Eco-anxiety issues
I just got diagnosed.
Well, self-diagnosis. That came by way of reading an article on psychiatrist Lise Van Susteren, who confidently asserts that "I actually have no hesitation in saying that on some level...everyone now has some climate anxiety."
Yes, climate anxiety. Global warming and environmental disaster fears that trigger personal, individual problems. People who are kinda, sorta, somewhat and even very worried about climate change. CNN defines it as "distress that is produced by environmental change impacting on people". That's climate anxiety.
How is this manifested? An example offered was a couple in the United States that refuse to have a baby. How did Kate Schapira and husband arrive at this decision? Perhaps, for fear of bringing in an innocent life into a cruel, unsustainable world? To avoid generations of climate sufferers? That's almost inter-generational suicide, come to think of it.
So yes, I might have anxiety issues. I try to bring cloth bags to the supermarket and chastise myself for forgetting sometimes. I look askance (just like the title of that famous column) at my rubbish bin and think how many of those items are going to stick around for a thousand years. I dutifully fold plastic bags and keep them, there to accumulate for...how many years, five or six? I use ziplock bags forever, until they become tattered.
(However, these anxieties have not cured me a compulsive need to buy water bottles in grimy places for fear of ingesting worms or getting hepa. A classic case of two anxieties warring against each other, with one emerging victorious).
My latest refinement of these anxieties was recycling and stocking plastic utensils. Not a hundred percent of the time, but when convenient, I set aside plastic forks, spoons, and knives after having been served them, and then washing them at home later for future use in a non-existent, future beach house.
Did I mention that a couple of columns this year have been about climate change?
Before readers get worried about my mental health, let me offer up some stranger examples trawled from the web.
Christine Ro writes in bbc.com that she and her partner couldn't muster the conversation about having a child for several years. They kept putting off that conversation, and she traces this to fears of a potentially unlivable planet. Does that sound strange?
Fatalism. Helplessness. Conflict avoidance. Paralysis caused by fear. All these are symptoms. A Computer Science student who woke up at 2 a.m. and cried for two hours about the ocean. Caroline Hickman, a psychotherapist, is reported as counseling parents who fantasize about killing their children - just so their children can be protected from a future, unlivable planet.

--

◆ EXERCISE DESCRIPTION: Please explain, in one to three sentences, why the writer of the eco-anxiety piece still buys water bottles in grimy places despite worrying about waste.

--

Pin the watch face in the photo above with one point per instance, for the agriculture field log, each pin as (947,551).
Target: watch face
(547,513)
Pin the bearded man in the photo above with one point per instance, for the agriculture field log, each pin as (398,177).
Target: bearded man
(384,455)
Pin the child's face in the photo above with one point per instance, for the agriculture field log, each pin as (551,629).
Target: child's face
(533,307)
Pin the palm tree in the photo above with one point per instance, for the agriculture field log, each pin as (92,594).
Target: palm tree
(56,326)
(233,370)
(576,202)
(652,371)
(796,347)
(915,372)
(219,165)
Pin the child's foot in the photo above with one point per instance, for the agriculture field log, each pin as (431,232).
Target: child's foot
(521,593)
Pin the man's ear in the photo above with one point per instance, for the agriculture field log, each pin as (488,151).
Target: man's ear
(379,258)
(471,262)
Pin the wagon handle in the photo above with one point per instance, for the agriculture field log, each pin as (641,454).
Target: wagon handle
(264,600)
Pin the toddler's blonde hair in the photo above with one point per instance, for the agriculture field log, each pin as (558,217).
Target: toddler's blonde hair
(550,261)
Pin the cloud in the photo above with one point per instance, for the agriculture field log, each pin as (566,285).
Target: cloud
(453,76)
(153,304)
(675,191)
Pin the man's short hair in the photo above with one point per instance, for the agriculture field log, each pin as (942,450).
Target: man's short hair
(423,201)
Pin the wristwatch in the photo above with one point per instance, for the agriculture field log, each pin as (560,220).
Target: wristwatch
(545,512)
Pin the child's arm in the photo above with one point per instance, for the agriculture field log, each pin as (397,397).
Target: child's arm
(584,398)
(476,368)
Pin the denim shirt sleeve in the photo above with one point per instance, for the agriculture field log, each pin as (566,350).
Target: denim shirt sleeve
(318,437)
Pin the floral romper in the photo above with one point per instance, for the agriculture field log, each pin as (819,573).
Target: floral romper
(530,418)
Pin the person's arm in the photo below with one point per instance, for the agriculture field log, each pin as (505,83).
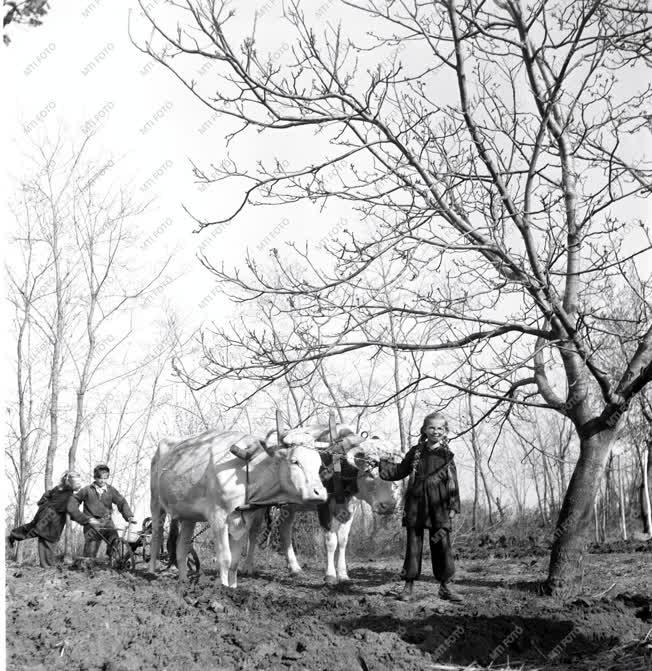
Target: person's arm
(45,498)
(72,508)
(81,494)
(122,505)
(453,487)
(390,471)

--

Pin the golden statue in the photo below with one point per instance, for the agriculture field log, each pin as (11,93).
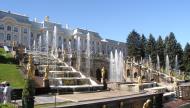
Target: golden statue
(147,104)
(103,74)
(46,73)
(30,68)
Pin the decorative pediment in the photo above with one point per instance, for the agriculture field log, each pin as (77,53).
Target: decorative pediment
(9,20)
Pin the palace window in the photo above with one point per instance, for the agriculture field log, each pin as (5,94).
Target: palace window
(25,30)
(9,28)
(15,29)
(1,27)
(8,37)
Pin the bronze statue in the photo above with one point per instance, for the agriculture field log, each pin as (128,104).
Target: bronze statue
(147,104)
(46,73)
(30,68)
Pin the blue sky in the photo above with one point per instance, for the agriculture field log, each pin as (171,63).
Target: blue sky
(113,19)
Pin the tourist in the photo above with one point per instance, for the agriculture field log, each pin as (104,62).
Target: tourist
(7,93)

--

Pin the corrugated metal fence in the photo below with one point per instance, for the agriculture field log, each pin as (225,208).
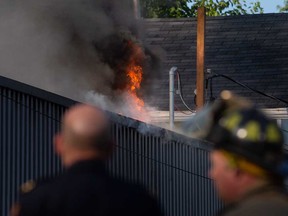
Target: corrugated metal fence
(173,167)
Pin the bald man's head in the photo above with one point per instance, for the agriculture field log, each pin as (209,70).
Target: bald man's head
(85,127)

--

◆ EXERCISE RESPONSE: The writer buys them out of fear of ingesting worms or getting hepa. This is a case of two anxieties warring against each other, and the fear of illness wins out over the climate anxiety.